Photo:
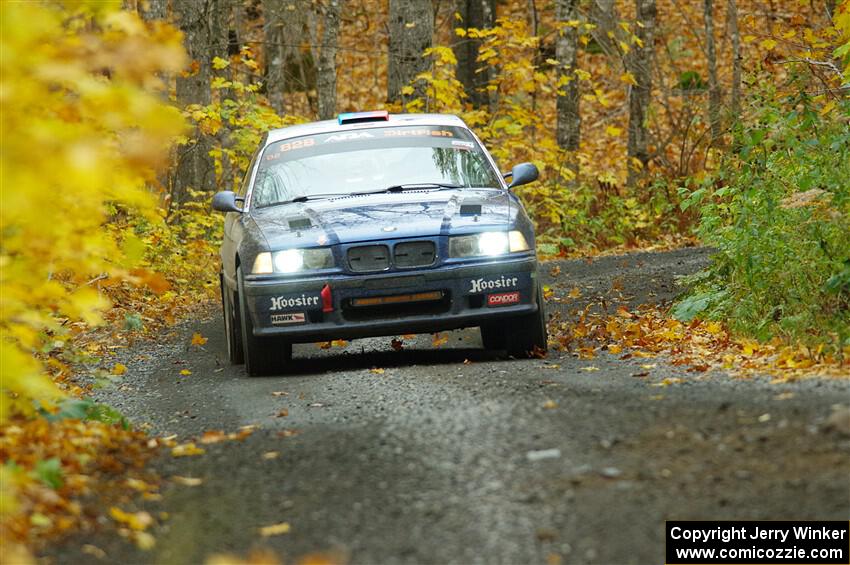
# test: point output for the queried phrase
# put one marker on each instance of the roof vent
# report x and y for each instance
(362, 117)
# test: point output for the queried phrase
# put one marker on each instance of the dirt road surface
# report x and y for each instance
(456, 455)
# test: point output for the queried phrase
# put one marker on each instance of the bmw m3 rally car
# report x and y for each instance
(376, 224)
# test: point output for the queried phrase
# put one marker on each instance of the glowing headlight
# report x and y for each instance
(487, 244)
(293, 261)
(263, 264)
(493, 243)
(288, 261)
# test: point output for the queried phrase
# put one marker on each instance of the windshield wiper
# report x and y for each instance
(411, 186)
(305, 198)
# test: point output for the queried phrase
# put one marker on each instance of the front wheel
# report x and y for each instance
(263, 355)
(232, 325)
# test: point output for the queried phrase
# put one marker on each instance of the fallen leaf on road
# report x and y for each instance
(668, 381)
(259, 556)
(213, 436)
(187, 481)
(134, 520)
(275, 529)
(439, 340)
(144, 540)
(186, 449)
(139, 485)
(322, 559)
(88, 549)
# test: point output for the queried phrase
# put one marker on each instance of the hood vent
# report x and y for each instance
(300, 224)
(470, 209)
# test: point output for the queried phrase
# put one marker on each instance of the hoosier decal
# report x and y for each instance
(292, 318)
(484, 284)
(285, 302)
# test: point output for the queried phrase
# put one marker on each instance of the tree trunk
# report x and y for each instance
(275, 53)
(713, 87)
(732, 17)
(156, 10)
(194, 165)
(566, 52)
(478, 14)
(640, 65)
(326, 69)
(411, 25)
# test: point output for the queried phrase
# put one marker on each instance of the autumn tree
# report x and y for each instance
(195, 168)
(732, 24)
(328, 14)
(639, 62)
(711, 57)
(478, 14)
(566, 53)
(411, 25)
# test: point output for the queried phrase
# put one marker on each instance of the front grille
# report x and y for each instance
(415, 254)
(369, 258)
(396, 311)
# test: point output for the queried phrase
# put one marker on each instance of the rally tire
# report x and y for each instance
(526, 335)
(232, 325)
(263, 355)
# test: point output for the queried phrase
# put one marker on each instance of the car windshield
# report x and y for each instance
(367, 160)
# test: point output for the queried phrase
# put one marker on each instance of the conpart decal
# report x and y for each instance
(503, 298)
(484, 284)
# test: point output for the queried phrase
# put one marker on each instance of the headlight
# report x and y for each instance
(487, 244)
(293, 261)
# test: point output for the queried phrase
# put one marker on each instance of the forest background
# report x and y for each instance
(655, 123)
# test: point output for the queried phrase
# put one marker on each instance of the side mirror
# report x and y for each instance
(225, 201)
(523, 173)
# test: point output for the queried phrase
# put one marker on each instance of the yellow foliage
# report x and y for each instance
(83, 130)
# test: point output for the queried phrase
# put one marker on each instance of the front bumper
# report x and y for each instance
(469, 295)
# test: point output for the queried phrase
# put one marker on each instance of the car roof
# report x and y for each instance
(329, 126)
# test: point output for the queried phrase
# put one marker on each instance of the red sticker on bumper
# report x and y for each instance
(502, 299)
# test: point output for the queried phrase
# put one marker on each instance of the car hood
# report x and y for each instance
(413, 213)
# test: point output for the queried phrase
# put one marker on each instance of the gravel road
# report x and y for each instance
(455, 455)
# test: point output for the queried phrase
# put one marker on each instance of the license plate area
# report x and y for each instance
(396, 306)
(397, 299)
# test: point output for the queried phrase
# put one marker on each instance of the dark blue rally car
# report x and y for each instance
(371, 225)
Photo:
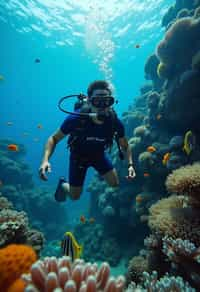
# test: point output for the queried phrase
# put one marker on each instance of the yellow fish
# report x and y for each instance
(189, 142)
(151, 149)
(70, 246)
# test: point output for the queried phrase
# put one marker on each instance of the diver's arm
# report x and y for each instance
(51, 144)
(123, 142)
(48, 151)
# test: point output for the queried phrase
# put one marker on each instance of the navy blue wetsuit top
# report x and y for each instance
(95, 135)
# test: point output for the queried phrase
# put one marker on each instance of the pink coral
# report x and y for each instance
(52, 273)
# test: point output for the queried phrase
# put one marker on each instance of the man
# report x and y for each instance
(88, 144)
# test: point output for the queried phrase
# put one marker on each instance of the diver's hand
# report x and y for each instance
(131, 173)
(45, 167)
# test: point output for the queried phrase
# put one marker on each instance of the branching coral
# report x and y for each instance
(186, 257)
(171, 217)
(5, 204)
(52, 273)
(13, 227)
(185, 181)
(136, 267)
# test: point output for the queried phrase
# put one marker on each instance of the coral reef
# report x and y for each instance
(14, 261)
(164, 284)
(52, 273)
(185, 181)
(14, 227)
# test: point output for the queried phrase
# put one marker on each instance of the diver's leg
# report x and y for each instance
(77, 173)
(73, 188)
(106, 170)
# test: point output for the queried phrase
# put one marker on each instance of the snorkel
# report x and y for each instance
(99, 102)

○ ○ ○

Task description – Each record should be written out again exactly, though without its pictures.

Answer space –
Photo:
# test: point output for the queried phrase
# put one marker on each instance of the roof vent
# report x and y for each instance
(362, 117)
# test: point output for the queried phrase
# put one marker on each instance of the dirt road surface
# report x and y for each instance
(456, 455)
# test: point output for the queried phrase
# put one marker on each instance of the bmw m3 rally car
# report x and y for each instance
(376, 224)
# test: point output for the queried phrase
# put one marker on each instance of the glowing headlight
# report x and y for each instance
(487, 244)
(293, 261)
(263, 264)
(493, 243)
(288, 261)
# test: point output for the queried phrase
# put one marker on each instance of the windshield wiper
# report x and y for each instance
(411, 186)
(305, 198)
# test: point output for the queried phrase
# put one marker on each instance of the front wheel
# report x and y for each instance
(263, 355)
(232, 325)
# test: point output for the queried phrase
# put one marker on each instance of the fallen leaf on road
# report x and y for each instance
(668, 381)
(259, 556)
(213, 436)
(187, 481)
(134, 520)
(275, 529)
(439, 340)
(144, 540)
(186, 449)
(139, 485)
(322, 559)
(88, 549)
# test: point output for the queried phrase
# put one marker on each instance of the hood vent
# report x and y for each instance
(300, 224)
(470, 209)
# test: point output for the queried phrase
# put one marker on each instance of the hoosier decal
# report x and y for each instance
(292, 318)
(484, 284)
(285, 302)
# test: point output for the queried phrase
# put one marker on each instance of the tree trunk
# report x and y for each instance
(275, 53)
(713, 87)
(732, 17)
(156, 10)
(194, 165)
(566, 52)
(478, 14)
(640, 65)
(326, 69)
(411, 25)
# test: point output for the queried phrase
# put one marker on each instance of the autumn tree
# report x and y for each instance
(195, 168)
(732, 24)
(328, 14)
(639, 62)
(711, 57)
(478, 14)
(566, 53)
(411, 25)
# test: point output for the queried phrase
# put one marker on each instance of the front grille
# report x and y for each instance
(415, 254)
(369, 258)
(396, 311)
# test: point output for the queried phrase
# put one marker on each instance of the rally tire
# report x and y for each instance
(526, 335)
(232, 325)
(263, 355)
# test: point output for the queried phrase
# put one marker on each instance of the car windshield
# report x and y for each instance
(367, 160)
# test: point output for the queried phrase
# put one marker on each instance of the conpart decal
# report x and y for each instance
(503, 298)
(484, 284)
# test: point output for the queried phrase
# put one marker on each instance of the headlight
# report x and y for each instance
(487, 244)
(293, 261)
# test: point output for the queried phrase
# put one marker on each instance of the forest background
# report x and y for each instance
(655, 123)
# test: point output for the queried phrase
# put one marker on each instance of the side mirror
# report x and y for each instance
(225, 201)
(523, 173)
# test: point output for the queried phrase
# put one marker on each instance of the yellow foliage
# report x and y for each instance
(83, 130)
# test: point output for the queried phrase
# put one marker on each instance of the front bumper
# report x and y for each instance
(469, 295)
# test: point output for the queried phrase
# put one marker on each instance of the car roof
# report x and y for each instance
(329, 126)
# test: point output for the queried phrase
# put one marker on each instance of the red sticker on bumper
# report x and y for each instance
(502, 299)
# test: point output for the queried phrase
# put one marker on each instance of the car hood
# report x and y for each instance
(413, 213)
# test: point output for the queried phrase
# put one marker on each instance of the gravel road
# report x and y for each instance
(455, 455)
# test: point output for the queried phrase
# put one marker on each instance of the license plate area
# report x and y for each instance
(396, 306)
(397, 299)
# test: point output for the queried phrase
# put one marker on each instance of the dark blue rally car
# report x and y for each instance
(371, 225)
Photo:
# test: point output for the queried phrase
# put one marker on each instance of the yellow fish
# report x and y for each instance
(189, 142)
(151, 149)
(70, 246)
# test: point output for the queried phrase
# put one marker on each instance of the diver's arm
# report x and y for each instance
(51, 144)
(123, 142)
(48, 151)
# test: point output for the queried phrase
# put one marker on each instance of the navy blue wetsuit top
# report x and y for each instance
(95, 135)
# test: point output for the queried phrase
# put one marker on each instance of the pink coral
# report x and y for each instance
(52, 273)
# test: point output for the queried phrase
# put one marker on each instance of the man
# report x and y for each instance
(88, 144)
# test: point output for the queried phrase
# put one marker on each instance of the diver's hand
# report x and y for each instance
(131, 173)
(45, 167)
# test: point output for the queried phrase
# put one marker on each instance of the branching coral
# report x and y for each instance
(186, 257)
(171, 217)
(5, 204)
(52, 273)
(13, 227)
(185, 181)
(136, 267)
# test: point output for the queried phrase
# put one marker on each instance of the coral reef
# report x and y for each instance
(14, 261)
(164, 284)
(52, 273)
(185, 181)
(14, 227)
# test: point output for the queried phrase
# put one marker on each instance of the diver's leg
# report x and y for each instance
(77, 173)
(73, 188)
(106, 170)
# test: point output for the queried phrase
# put one marker on each instance of the snorkel
# report x and y for each instance
(99, 102)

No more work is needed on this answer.